- _Set problem 1_
Reproduce the excerpt on search engines and ambient intelligence word for word.

- _Excerpt to read_

** Begin **

C.6.7 Evaluate methods for searching for information on the web

A search engine in general is defined as an information retrieval system. As such it can be used for navigational search or for research. These differ in that the user usually knows what document he/she is looking for, while research is focused on finding new, previously unknown documents. Apart from this difference, search engines can differ in their scope and target audience. For instance web search engines such as Google, Bing, Yahoo! or DuckDuckGo aim at searching the entire publicly accessible web (World Wide Web). Other search engines may limit their scope. For instance, Google Scholar searches for academic papers only, while Cloud Kite is a search engine for searching cloud documents from Google Drive. The YouTube search bar can be considered a search engine for videos from the same platform only, while the similar concept applies to online shopping websites.

Search engines might use crawlers or if the search is more specific, it might be based on database queries.

C.6.8 Distinguish between ambient intelligence and collective intelligence

Ambient intelligence

Ambient intelligence is closely related to ubiquitous computing (see C.3.) and is based on the idea of a computing being integrated unobtrusively in the environment, providing intelligent services as people need it. Characteristics commonly attributed to ambient intelligence include (Zelkha et al. 1998; Aarts, Harwig & Schuurmans 2001):

  • embedded: integration of devices into the environment
  • context aware: personal identification and situational needs of the user
  • personalized: different responses according to personal interests/preferences
  • adaptive: they can change in response to you
  • anticipatory: providing information when adequate

Probably the most common application of ambient intelligence would be the concept of a smart home, including automation and smart assistants such as Amazon Echo. The Internet of Things provides a potential platform for making ambient intelligence possible.

** End **

- _Input_
** Begin **

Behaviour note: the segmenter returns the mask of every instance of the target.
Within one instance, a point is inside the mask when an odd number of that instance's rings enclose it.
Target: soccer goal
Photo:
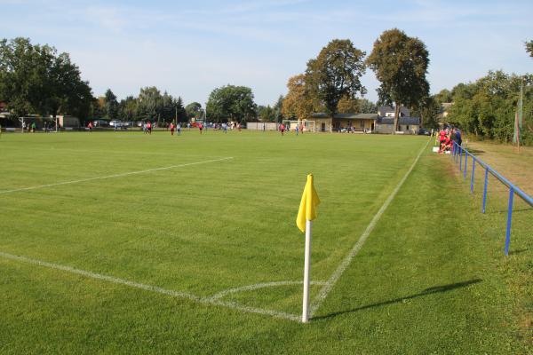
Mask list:
[[[283,124],[287,127],[287,130],[295,130],[297,126],[299,126],[301,130],[303,128],[304,132],[314,132],[314,121],[290,121],[283,120]]]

** End **

- _Set problem 2_
Transcribe the record in Block 1 above exactly as it stands, leaving the picture out of your answer.

- _Complete response 1_
C.6.7 Evaluate methods for searching for information on the web

A search engine in general is defined as an information retrieval system. As such it can be used for navigational search or for research. These differ in that the user usually knows what document he/she is looking for, while research is focused on finding new, previously unknown documents. Apart from this difference, search engines can differ in their scope and target audience. For instance web search engines such as Google, Bing, Yahoo! or DuckDuckGo aim at searching the entire publicly accessible web (World Wide Web). Other search engines may limit their scope. For instance, Google Scholar searches for academic papers only, while Cloud Kite is a search engine for searching cloud documents from Google Drive. The YouTube search bar can be considered a search engine for videos from the same platform only, while the similar concept applies to online shopping websites.

Search engines might use crawlers or if the search is more specific, it might be based on database queries.

C.6.8 Distinguish between ambient intelligence and collective intelligence

Ambient intelligence

Ambient intelligence is closely related to ubiquitous computing (see C.3.) and is based on the idea of a computing being integrated unobtrusively in the environment, providing intelligent services as people need it. Characteristics commonly attributed to ambient intelligence include (Zelkha et al. 1998; Aarts, Harwig & Schuurmans 2001):

  • embedded: integration of devices into the environment
  • context aware: personal identification and situational needs of the user
  • personalized: different responses according to personal interests/preferences
  • adaptive: they can change in response to you
  • anticipatory: providing information when adequate

Probably the most common application of ambient intelligence would be the concept of a smart home, including automation and smart assistants such as Amazon Echo. The Internet of Things provides a potential platform for making ambient intelligence possible.

- _Complete response 2_
Behaviour note: the segmenter returns the mask of every instance of the target.
Within one instance, a point is inside the mask when an odd number of that instance's rings enclose it.
Target: soccer goal
Photo:
Mask list:
[[[283,124],[287,127],[287,130],[295,130],[297,126],[299,126],[301,130],[303,128],[304,132],[314,132],[314,121],[290,121],[283,120]]]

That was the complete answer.